| DOCUMENT PASSAGE |
Re: [PATCH 7/8] zswap: add to mm/

linux-mm.kvack.org archive mirror
 help / color / mirror / Atom feed

From: Seth Jennings <sjenning@linux.vnet.ibm.com>
To: Dan Magenheimer <dan.magenheimer@oracle.com>
Cc: Greg Kroah-Hartman <gregkh@linuxfoundation.org>,
	Andrew Morton <akpm@linux-foundation.org>,
	Nitin Gupta <ngupta@vflare.org>, Minchan Kim <minchan@kernel.org>,
	Konrad Wilk <konrad.wilk@oracle.com>,
	Robert Jennings <rcj@linux.vnet.ibm.com>,
	Jenifer Hopper <jhopper@us.ibm.com>, Mel Gorman <mgorman@suse.de>,
	Johannes Weiner <jweiner@redhat.com>,
	Rik van Riel <riel@redhat.com>,
	Larry Woodman <lwoodman@redhat.com>,
	linux-mm@kvack.org, linux-kernel@vger.kernel.org,
	devel@driverdev.osuosl.org, Dave Hansen <dave@linux.vnet.ibm.com>
Subject: Re: [PATCH 7/8] zswap: add to mm/
Date: Wed, 02 Jan 2013 17:25:46 -0600	[thread overview]
Message-ID: <50E4C1FA.4070701@linux.vnet.ibm.com> (raw)
In-Reply-To: <26bb76b3-308e-404f-b2bf-3d19b28b393a@default>

On 01/02/2013 11:08 AM, Dan Magenheimer wrote:
>> From: Seth Jennings [mailto:sjenning@linux.vnet.ibm.com]
>> Subject: Re: [PATCH 7/8] zswap: add to mm/
>>
>>> I am eagerly studying one of the details of your zswap "flush"
>>> code in this patch to see how you solved a problem or two that
>>> I was struggling with for the similar mechanism RFC'ed for zcache
>>> (see https://lkml.org/lkml/2012/10/3/558).  I like the way
>>> that you force the newly-uncompressed to-be-flushed page immediately
>>> into a swap bio in zswap_flush_entry via the call to swap_writepage,
>>> though I'm not entirely convinced that there aren't some race
>>> conditions there.  However, won't swap_writepage simply call
>>> frontswap_store instead and re-compress the page back into zswap?
>>
>> I break part of swap_writepage() into a bottom half called
>> __swap_writepage() that doesn't include the call to frontswap_store().
>> __swap_writepage() is what is called from zswap_flush_entry().  That
>> is how I avoid flushed pages recycling back into zswap and the
>> potential recursion mentioned.
> 
> OK, I missed that.  Nice.  I will see if I can use the
> same with zcache and, if so, would be happy to support
> the change to swap_writepage.
> 
> In your next version, maybe you could break out that chunk
> into a separate distinct patch so it can be pulled separately
> into Andrew's tree?

Sure.

>>> A second related issue that concerns me is that, although you
>>> are now, like zcache2, using an LRU queue for compressed pages
>>> (aka "zpages"), there is no relationship between that queue and
>>> physical pageframes.  In other words, you may free up 100 zpages
>>> out of zswap via zswap_flush_entries, but not free up a single
>>> pageframe.  This seems like a significant design issue.  Or am
>>> I misunderstanding the code?
>>
>> You understand correctly.  There is room for optimization here and it
>> is something I'm working on right now.
>>
>> What I'm looking to do is give zswap a little insight into zsmalloc
>> internals,
> 
> Not to be at all snide, but had you been as eager to break
> the zsmalloc abstraction last spring, a lot of unpleasantness
> and extra work might have been avoided. :v(

Well _some_ of it could have been avoided.

(Stored items from a collection)

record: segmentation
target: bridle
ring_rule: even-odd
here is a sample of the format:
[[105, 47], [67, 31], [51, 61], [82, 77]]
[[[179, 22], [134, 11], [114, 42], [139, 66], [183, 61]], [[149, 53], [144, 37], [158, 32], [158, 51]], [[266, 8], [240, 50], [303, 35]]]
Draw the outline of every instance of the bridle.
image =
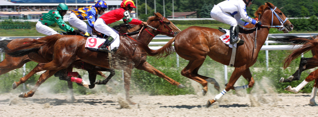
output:
[[[147, 26], [148, 26], [149, 28], [151, 28], [152, 29], [153, 29], [154, 30], [155, 30], [158, 31], [160, 31], [160, 32], [163, 32], [163, 33], [166, 33], [169, 34], [170, 34], [173, 35], [173, 36], [175, 36], [177, 34], [177, 33], [176, 32], [174, 32], [174, 31], [172, 31], [172, 30], [170, 30], [170, 29], [169, 29], [169, 28], [168, 28], [168, 27], [166, 25], [164, 24], [164, 23], [163, 22], [163, 19], [164, 18], [164, 17], [162, 17], [162, 19], [158, 19], [158, 20], [159, 20], [159, 21], [160, 21], [160, 22], [161, 23], [161, 24], [162, 24], [163, 25], [163, 26], [164, 26], [164, 27], [165, 27], [167, 29], [168, 29], [169, 30], [169, 31], [170, 31], [169, 32], [165, 32], [165, 31], [162, 31], [161, 30], [162, 30], [162, 27], [161, 27], [161, 30], [158, 30], [158, 29], [156, 29], [156, 28], [153, 27], [151, 27], [151, 26], [150, 26], [150, 25], [147, 25]], [[148, 31], [149, 33], [150, 33], [150, 32], [149, 32], [149, 31], [147, 31], [147, 29], [145, 29], [145, 30], [146, 31]], [[151, 35], [152, 35], [152, 34], [151, 34]], [[153, 35], [152, 36], [153, 36]], [[154, 36], [154, 37], [155, 37], [155, 36]]]
[[[278, 16], [278, 15], [277, 15], [277, 13], [276, 13], [276, 12], [274, 11], [276, 9], [276, 8], [277, 8], [277, 7], [275, 6], [275, 8], [274, 8], [274, 9], [273, 9], [271, 8], [269, 6], [268, 7], [269, 7], [269, 8], [270, 9], [271, 9], [271, 10], [272, 11], [272, 24], [270, 26], [266, 26], [263, 25], [261, 25], [261, 26], [272, 27], [280, 27], [279, 29], [278, 29], [278, 30], [279, 30], [280, 31], [282, 31], [283, 30], [285, 29], [285, 27], [284, 27], [284, 23], [285, 23], [285, 22], [286, 22], [286, 21], [287, 20], [287, 17], [286, 17], [286, 19], [285, 19], [285, 20], [283, 20], [281, 18], [280, 18], [280, 17], [279, 17], [279, 16]], [[280, 22], [280, 24], [281, 24], [280, 25], [273, 26], [273, 19], [274, 18], [274, 14], [275, 15], [275, 16], [276, 16], [276, 17], [277, 17], [277, 19], [278, 19], [278, 20], [279, 20]]]

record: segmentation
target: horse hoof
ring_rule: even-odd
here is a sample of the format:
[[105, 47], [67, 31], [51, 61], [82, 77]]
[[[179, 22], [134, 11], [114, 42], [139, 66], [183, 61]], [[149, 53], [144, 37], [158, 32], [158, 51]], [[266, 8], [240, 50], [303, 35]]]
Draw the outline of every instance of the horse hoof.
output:
[[285, 80], [285, 78], [284, 77], [281, 77], [280, 79], [279, 80], [279, 82], [284, 82], [284, 80]]
[[293, 79], [294, 78], [294, 76], [289, 76], [289, 77], [288, 77], [288, 78], [287, 78], [287, 79], [289, 80], [293, 81]]
[[98, 80], [96, 81], [95, 81], [95, 82], [94, 83], [94, 84], [95, 85], [99, 85], [99, 83], [100, 82], [100, 80]]
[[13, 84], [12, 84], [12, 88], [13, 89], [15, 89], [18, 86], [17, 86], [17, 83], [16, 83], [16, 82], [14, 82]]
[[89, 89], [89, 86], [88, 86], [88, 84], [83, 84], [83, 86], [85, 88], [87, 88], [87, 89]]
[[204, 90], [203, 89], [202, 89], [201, 91], [202, 91], [202, 93], [203, 94], [203, 96], [205, 95], [205, 94], [206, 94], [206, 91]]
[[287, 86], [287, 87], [284, 89], [287, 91], [290, 91], [290, 89], [291, 88], [292, 88], [292, 86]]
[[178, 86], [177, 86], [177, 87], [179, 88], [182, 88], [185, 87], [185, 86], [184, 86], [183, 85], [180, 84], [178, 85]]
[[21, 93], [21, 94], [20, 94], [20, 95], [19, 95], [19, 97], [21, 98], [24, 97], [24, 95], [25, 94], [25, 93]]
[[209, 99], [209, 100], [208, 100], [208, 101], [206, 101], [207, 108], [208, 108], [209, 107], [210, 107], [210, 106], [211, 106], [211, 105], [212, 104], [211, 103], [211, 101], [210, 101], [211, 100]]

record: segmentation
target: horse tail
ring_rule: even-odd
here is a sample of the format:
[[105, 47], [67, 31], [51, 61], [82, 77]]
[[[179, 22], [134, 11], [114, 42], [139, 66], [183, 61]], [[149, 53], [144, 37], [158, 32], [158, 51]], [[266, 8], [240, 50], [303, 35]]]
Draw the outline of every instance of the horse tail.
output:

| EXERCISE BRIEF |
Answer the following about the zswap thread:
(a) Which function is called from zswap_flush_entry()?
(b) Into whose tree could the separated chunk be pulled?
(c) What are compressed pages also called?

| TASK SOLUTION |
(a) __swap_writepage()
(b) Andrew's tree
(c) "zpages"